Exercise prompt:
Beginning with the line that holds "Need: mark the innermost point of each instance of the overcast", set down each line of the data below through the very last, exactly as given, and nothing beyond that.

Dataset excerpts:
◆ ◆ ◆ ◆ ◆
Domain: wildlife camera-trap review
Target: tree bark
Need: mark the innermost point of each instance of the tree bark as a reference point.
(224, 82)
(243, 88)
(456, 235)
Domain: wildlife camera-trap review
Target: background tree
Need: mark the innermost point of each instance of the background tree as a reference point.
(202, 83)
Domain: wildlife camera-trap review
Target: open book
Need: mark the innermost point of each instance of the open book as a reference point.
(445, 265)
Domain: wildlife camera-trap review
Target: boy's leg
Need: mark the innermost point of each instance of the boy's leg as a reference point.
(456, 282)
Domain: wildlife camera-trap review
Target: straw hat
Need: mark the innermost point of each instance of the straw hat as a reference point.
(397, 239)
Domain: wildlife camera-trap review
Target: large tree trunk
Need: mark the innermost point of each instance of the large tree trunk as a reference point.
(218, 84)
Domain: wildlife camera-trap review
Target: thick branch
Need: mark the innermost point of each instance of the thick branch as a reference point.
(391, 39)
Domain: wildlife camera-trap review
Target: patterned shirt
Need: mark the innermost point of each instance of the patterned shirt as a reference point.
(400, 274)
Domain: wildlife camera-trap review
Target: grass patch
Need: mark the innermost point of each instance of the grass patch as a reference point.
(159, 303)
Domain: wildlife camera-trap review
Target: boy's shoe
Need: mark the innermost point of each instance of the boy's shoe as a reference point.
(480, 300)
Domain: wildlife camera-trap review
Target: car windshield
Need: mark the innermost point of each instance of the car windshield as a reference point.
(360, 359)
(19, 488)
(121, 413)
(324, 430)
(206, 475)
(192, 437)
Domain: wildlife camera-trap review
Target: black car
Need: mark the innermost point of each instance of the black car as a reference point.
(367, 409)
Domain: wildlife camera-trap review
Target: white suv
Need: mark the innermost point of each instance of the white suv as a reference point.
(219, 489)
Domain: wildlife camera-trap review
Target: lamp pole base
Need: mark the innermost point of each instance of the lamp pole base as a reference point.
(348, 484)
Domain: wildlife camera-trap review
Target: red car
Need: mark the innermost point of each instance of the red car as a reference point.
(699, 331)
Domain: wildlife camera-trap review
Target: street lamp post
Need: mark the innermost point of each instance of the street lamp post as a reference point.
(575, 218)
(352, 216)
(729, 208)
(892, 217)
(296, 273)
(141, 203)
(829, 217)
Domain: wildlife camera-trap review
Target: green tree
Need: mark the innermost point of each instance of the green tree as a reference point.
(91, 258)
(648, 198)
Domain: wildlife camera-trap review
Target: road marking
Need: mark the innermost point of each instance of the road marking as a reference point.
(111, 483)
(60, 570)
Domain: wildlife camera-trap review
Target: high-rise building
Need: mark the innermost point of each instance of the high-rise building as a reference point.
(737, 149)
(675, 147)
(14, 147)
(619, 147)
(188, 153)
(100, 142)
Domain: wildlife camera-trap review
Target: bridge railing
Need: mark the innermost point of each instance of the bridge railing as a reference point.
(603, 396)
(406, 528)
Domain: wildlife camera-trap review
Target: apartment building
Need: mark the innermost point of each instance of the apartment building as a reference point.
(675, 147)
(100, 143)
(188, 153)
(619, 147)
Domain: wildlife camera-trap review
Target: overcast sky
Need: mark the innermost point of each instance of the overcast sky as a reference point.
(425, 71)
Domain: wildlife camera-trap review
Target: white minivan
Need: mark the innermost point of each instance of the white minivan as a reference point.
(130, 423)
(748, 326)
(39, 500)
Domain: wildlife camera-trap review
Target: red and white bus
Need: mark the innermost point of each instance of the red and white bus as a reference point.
◆ ◆ ◆ ◆ ◆
Result for this task:
Need: mark the innermost point of each instance of the overcast sky as a reference point.
(425, 71)
Domain: wildlife camera-trap review
Target: white minivan
Need: mark the innermost point of each instance of the white minivan as a reference point.
(130, 423)
(748, 326)
(39, 500)
Domain: wildlife camera-trap review
Target: red and white bus
Need: mark the innermost point of each instance of the red and white bus as a reference point.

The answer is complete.